STATED GOAL:
Transcribe the listing below line for line, with the pictures left out of your answer.

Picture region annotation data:
-*-

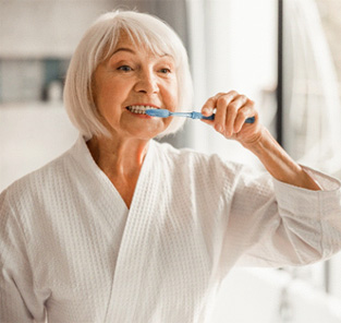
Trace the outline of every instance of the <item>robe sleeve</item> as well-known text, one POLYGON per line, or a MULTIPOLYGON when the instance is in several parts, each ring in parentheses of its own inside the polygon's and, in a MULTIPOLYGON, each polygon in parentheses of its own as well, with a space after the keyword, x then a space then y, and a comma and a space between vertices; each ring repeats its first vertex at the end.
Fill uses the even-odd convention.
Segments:
POLYGON ((0 195, 0 322, 45 322, 44 303, 34 285, 24 231, 4 191, 0 195))
POLYGON ((340 182, 305 168, 322 188, 310 191, 268 175, 236 184, 226 246, 239 265, 306 265, 341 249, 340 182))

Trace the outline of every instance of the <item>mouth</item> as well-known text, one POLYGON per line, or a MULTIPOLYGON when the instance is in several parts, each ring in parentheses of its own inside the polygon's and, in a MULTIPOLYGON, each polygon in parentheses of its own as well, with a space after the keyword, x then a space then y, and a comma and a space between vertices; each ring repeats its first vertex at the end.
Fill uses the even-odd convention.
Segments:
POLYGON ((147 109, 157 109, 157 108, 153 106, 141 106, 141 105, 137 106, 136 105, 136 106, 127 106, 125 109, 127 109, 132 113, 146 115, 147 109))

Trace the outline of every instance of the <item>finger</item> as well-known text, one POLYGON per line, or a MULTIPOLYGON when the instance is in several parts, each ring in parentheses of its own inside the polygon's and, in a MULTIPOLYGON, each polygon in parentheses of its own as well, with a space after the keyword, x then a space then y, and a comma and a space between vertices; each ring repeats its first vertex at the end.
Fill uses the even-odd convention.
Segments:
POLYGON ((236 96, 227 107, 226 119, 226 135, 231 136, 234 133, 235 118, 239 110, 246 104, 247 97, 245 95, 236 96))
POLYGON ((257 117, 257 111, 255 110, 255 103, 252 101, 251 99, 248 99, 244 107, 242 107, 238 111, 234 121, 233 132, 239 133, 242 130, 245 120, 249 117, 257 117))
POLYGON ((218 93, 215 96, 210 97, 203 106, 202 113, 207 117, 212 115, 216 109, 217 98, 223 94, 224 93, 218 93))
POLYGON ((223 133, 226 132, 226 121, 227 121, 227 110, 231 101, 239 94, 235 91, 231 91, 227 94, 223 94, 217 98, 216 103, 216 117, 215 117, 215 129, 223 133))

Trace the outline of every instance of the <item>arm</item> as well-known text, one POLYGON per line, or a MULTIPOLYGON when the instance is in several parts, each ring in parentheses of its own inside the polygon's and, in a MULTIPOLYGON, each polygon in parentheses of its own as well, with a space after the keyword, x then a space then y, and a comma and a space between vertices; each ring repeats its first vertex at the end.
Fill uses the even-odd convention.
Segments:
POLYGON ((320 190, 309 175, 277 143, 269 131, 259 124, 254 101, 234 91, 219 93, 206 101, 202 112, 209 116, 214 109, 217 110, 215 120, 204 122, 211 124, 227 139, 238 140, 259 158, 273 178, 295 187, 320 190), (255 117, 253 124, 244 123, 248 117, 255 117))
POLYGON ((27 243, 5 192, 0 194, 0 322, 44 322, 27 243), (36 321, 34 321, 36 320, 36 321))

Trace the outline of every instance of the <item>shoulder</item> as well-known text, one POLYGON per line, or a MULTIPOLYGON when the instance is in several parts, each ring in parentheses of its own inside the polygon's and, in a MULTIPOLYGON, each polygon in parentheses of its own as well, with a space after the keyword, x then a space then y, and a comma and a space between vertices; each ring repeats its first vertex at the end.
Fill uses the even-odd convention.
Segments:
POLYGON ((48 192, 56 181, 68 174, 69 151, 49 162, 41 168, 34 170, 10 184, 1 193, 0 203, 7 201, 10 205, 19 206, 21 203, 33 204, 33 200, 41 196, 41 192, 48 192))

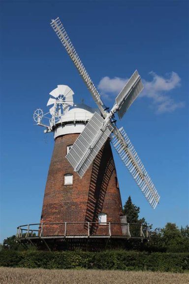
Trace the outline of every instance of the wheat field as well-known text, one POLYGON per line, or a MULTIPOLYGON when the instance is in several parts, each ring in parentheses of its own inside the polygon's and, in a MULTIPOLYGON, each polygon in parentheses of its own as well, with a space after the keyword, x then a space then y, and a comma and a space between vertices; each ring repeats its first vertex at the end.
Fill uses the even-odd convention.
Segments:
POLYGON ((189 274, 0 267, 0 284, 188 284, 189 274))

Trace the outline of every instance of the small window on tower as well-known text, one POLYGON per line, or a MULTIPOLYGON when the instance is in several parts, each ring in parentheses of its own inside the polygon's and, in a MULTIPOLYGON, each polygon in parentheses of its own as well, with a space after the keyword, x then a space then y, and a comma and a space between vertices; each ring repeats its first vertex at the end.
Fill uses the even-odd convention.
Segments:
POLYGON ((73 175, 67 174, 64 175, 64 185, 73 184, 73 175))
POLYGON ((101 225, 106 225, 107 214, 100 213, 98 214, 98 223, 101 225))
POLYGON ((73 146, 73 145, 68 145, 67 146, 67 154, 68 154, 69 153, 69 152, 71 150, 71 148, 72 147, 72 146, 73 146))

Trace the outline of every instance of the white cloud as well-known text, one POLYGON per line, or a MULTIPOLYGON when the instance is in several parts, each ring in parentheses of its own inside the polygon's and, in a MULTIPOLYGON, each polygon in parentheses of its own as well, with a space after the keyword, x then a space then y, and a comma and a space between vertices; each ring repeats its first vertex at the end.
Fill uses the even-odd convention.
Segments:
MULTIPOLYGON (((176 102, 167 93, 179 87, 181 78, 175 72, 166 74, 165 77, 150 72, 153 76, 152 81, 142 79, 144 89, 140 97, 146 97, 151 99, 153 106, 157 113, 171 112, 177 108, 185 106, 184 102, 176 102)), ((102 96, 111 98, 117 96, 127 81, 127 78, 115 77, 111 79, 108 76, 102 78, 98 87, 102 96)))
POLYGON ((114 77, 111 79, 108 76, 106 76, 100 80, 98 88, 104 97, 108 97, 110 96, 117 95, 123 88, 127 81, 127 78, 114 77))

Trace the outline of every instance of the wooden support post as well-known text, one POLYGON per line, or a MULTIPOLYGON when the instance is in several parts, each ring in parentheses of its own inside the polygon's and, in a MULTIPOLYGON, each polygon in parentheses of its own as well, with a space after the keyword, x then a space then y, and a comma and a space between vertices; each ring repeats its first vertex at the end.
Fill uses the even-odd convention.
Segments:
POLYGON ((43 242, 44 242, 45 246, 46 246, 46 247, 49 250, 49 251, 51 251, 51 250, 50 249, 50 248, 49 248, 49 247, 48 246, 48 245, 47 245, 46 242, 45 242, 45 240, 44 239, 42 239, 42 240, 43 241, 43 242))
POLYGON ((128 235, 130 237, 130 238, 131 237, 131 235, 130 234, 130 230, 129 230, 129 223, 127 223, 127 233, 128 233, 128 235))
POLYGON ((90 226, 89 226, 89 222, 88 222, 88 237, 90 235, 90 226))
POLYGON ((41 223, 41 231, 40 232, 40 237, 41 237, 43 235, 43 223, 41 223))
POLYGON ((148 238, 148 226, 146 226, 146 237, 148 238))
POLYGON ((110 237, 111 237, 112 235, 112 234, 111 233, 111 223, 110 223, 110 222, 109 222, 109 235, 110 237))
POLYGON ((64 237, 66 235, 66 222, 65 222, 64 237))
POLYGON ((27 232, 26 234, 26 236, 25 238, 28 238, 28 237, 29 236, 29 230, 30 230, 30 225, 28 225, 28 230, 27 230, 27 232))
POLYGON ((140 226, 140 237, 143 237, 143 238, 145 238, 145 236, 144 235, 144 233, 143 233, 143 231, 142 230, 142 225, 141 225, 140 226))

-*-

WRITTEN SOLUTION:
Trace the outline of every instance of the <item>robe sleeve</item> as well-known text, one POLYGON per line, or a MULTIPOLYGON when the instance is in several parts, each ring in parentheses of its own inside the polygon's and, in a MULTIPOLYGON, each polygon in parentheses of its own as well, with a space after the keyword, x then a space then y, and a comma and a space between vertices; each ring repeats its first vertex at the end.
Fill uses the even-odd convention.
Segments:
POLYGON ((0 195, 0 322, 45 322, 44 303, 34 285, 24 231, 4 191, 0 195))
POLYGON ((340 182, 305 168, 322 188, 310 191, 268 175, 236 184, 226 246, 239 265, 306 265, 341 249, 340 182))

Trace the outline of every instance of the <item>mouth</item> as well-known text, one POLYGON per line, or a MULTIPOLYGON when the instance is in several parts, each ring in parentheses of its own inside the polygon's and, in a MULTIPOLYGON, each polygon in parentheses of its own as well, with a space after the keyword, x then a space then y, and a comma and a space between vertices; each ring repeats its first vertex at the end.
Fill uses the even-odd convention.
Segments:
POLYGON ((147 109, 157 109, 157 108, 153 106, 141 106, 141 105, 137 106, 136 105, 136 106, 127 106, 125 109, 127 109, 132 113, 146 115, 147 109))

Trace the outline of every instance of the <item>finger</item> as well-known text, one POLYGON per line, or a MULTIPOLYGON when the instance is in several parts, each ring in parentheses of its own inside the polygon's and, in a MULTIPOLYGON, each polygon in parentheses of its own as well, with a space after the keyword, x then a space then y, and a comma and a space between vertices; each ring repeats its first vertex at the end.
Fill uses the even-odd convention.
Segments:
POLYGON ((236 96, 227 107, 226 119, 226 135, 231 136, 234 133, 235 118, 239 110, 246 104, 247 97, 245 95, 236 96))
POLYGON ((257 117, 257 111, 255 110, 255 103, 252 101, 251 99, 248 99, 244 107, 242 107, 238 111, 234 121, 233 132, 239 133, 242 130, 245 120, 249 117, 257 117))
POLYGON ((218 93, 215 96, 210 97, 203 106, 202 113, 207 117, 212 115, 216 109, 217 98, 223 94, 224 93, 218 93))
POLYGON ((223 133, 226 132, 226 121, 227 121, 227 110, 231 101, 239 94, 235 91, 231 91, 227 94, 223 94, 217 98, 216 103, 216 117, 215 117, 215 129, 223 133))

Trace the outline of every instance of the <item>arm</item> as well-known text, one POLYGON per line, or a MULTIPOLYGON when the instance is in several parts, each ring in parentheses of its own inside the polygon's and, in a MULTIPOLYGON, each polygon in parentheses of its own as well, with a space after the keyword, x then a space then y, and a comma and a space between vertices; each ring repeats its first vertex at the end.
Fill uses the even-odd convention.
Segments:
POLYGON ((320 190, 309 175, 277 143, 269 131, 259 124, 254 101, 234 91, 219 93, 206 101, 202 112, 209 116, 214 109, 217 110, 215 120, 204 122, 211 124, 227 139, 238 140, 259 158, 273 178, 295 187, 320 190), (255 117, 253 124, 244 123, 248 117, 255 117))
POLYGON ((27 243, 5 192, 0 194, 0 322, 44 322, 27 243), (36 321, 34 321, 36 320, 36 321))

Trace the outline of every instance of the <item>shoulder</item> as well-known text, one POLYGON per line, or a MULTIPOLYGON when the instance is in several parts, each ring in parentheses of its own inside the polygon's and, in a MULTIPOLYGON, each polygon in parentheses of its own as well, with a space after the keyword, x then a space then y, and a comma and a space between vertices; each ring repeats its first vertex at the end.
Fill uses the even-odd convention.
Segments:
POLYGON ((48 192, 56 181, 68 174, 69 151, 49 162, 41 168, 34 170, 10 184, 1 193, 0 203, 7 201, 10 205, 19 206, 21 203, 33 204, 33 200, 41 196, 41 192, 48 192))

Trace the outline of every instance of the wheat field as well-known text, one POLYGON per line, or a MULTIPOLYGON when the instance is in several parts, each ring in parentheses of its own inside the polygon's and, in a MULTIPOLYGON, each polygon in parentheses of its own as well, with a space after the keyword, x then a space then y, and a comma and a space between vertices; each ring repeats its first vertex at the end.
Fill uses the even-odd convention.
Segments:
POLYGON ((189 274, 0 267, 0 284, 188 284, 189 274))

Trace the outline of every instance of the small window on tower as well-known text, one POLYGON per line, or a MULTIPOLYGON when the instance is in several parts, each ring in parentheses of its own inside the polygon's and, in a MULTIPOLYGON, each polygon in parentheses of its own as well, with a space after the keyword, x then a space then y, and a comma and a space between vertices; each ring repeats its first vertex at the end.
Fill uses the even-odd convention.
Segments:
POLYGON ((73 175, 67 174, 64 175, 64 185, 73 184, 73 175))
POLYGON ((101 225, 106 225, 107 214, 100 213, 98 214, 98 223, 101 225))
POLYGON ((73 146, 73 145, 68 145, 67 146, 67 154, 68 154, 69 153, 69 152, 71 150, 71 148, 72 147, 72 146, 73 146))

Trace the outline of every instance of the white cloud as well-known text, one POLYGON per line, or a MULTIPOLYGON when the instance is in several parts, each ring in parentheses of its own inside the polygon's and, in a MULTIPOLYGON, each polygon in parentheses of its own as well, with a space after the keyword, x then a space then y, and a comma and a space between vertices; each ring repeats its first vertex at the end.
Fill uses the even-odd convention.
Segments:
MULTIPOLYGON (((176 102, 167 93, 179 87, 181 78, 175 72, 166 74, 165 77, 150 72, 153 76, 152 81, 142 79, 144 89, 140 97, 146 97, 151 99, 153 106, 157 113, 171 112, 177 108, 185 106, 184 102, 176 102)), ((102 96, 111 98, 117 96, 127 81, 127 78, 115 77, 111 79, 108 76, 102 78, 98 87, 102 96)))
POLYGON ((114 77, 111 79, 108 76, 106 76, 100 80, 98 88, 104 97, 108 97, 110 96, 117 95, 123 88, 127 81, 127 78, 114 77))

Trace the outline of every instance of the wooden support post as well-known text, one POLYGON per line, or a MULTIPOLYGON when the instance is in several parts, each ring in parentheses of its own inside the polygon's and, in a MULTIPOLYGON, each polygon in parentheses of its own as well, with a space after the keyword, x then a space then y, and a comma and a space between vertices; each ring repeats its first vertex at the end.
Fill uses the even-odd convention.
Segments:
POLYGON ((43 242, 44 242, 45 246, 46 246, 46 247, 49 250, 49 251, 51 251, 51 250, 50 249, 50 248, 49 248, 49 247, 48 246, 48 245, 47 245, 46 242, 45 242, 45 240, 44 239, 42 239, 42 240, 43 241, 43 242))
POLYGON ((128 235, 130 237, 130 238, 131 237, 131 235, 130 234, 130 230, 129 230, 129 223, 127 223, 127 233, 128 233, 128 235))
POLYGON ((90 226, 89 226, 89 222, 88 222, 88 237, 90 235, 90 226))
POLYGON ((41 223, 41 231, 40 232, 40 237, 41 237, 43 235, 43 223, 41 223))
POLYGON ((148 238, 148 226, 146 226, 146 237, 148 238))
POLYGON ((110 237, 111 237, 112 235, 112 234, 111 233, 111 223, 110 223, 110 222, 109 222, 109 235, 110 237))
POLYGON ((64 237, 66 235, 66 222, 65 222, 64 237))
POLYGON ((27 232, 26 234, 26 236, 25 238, 28 238, 28 237, 29 236, 29 230, 30 230, 30 225, 28 225, 28 230, 27 230, 27 232))
POLYGON ((140 226, 140 237, 143 237, 143 238, 145 238, 145 236, 144 235, 144 233, 143 233, 143 231, 142 230, 142 225, 141 225, 140 226))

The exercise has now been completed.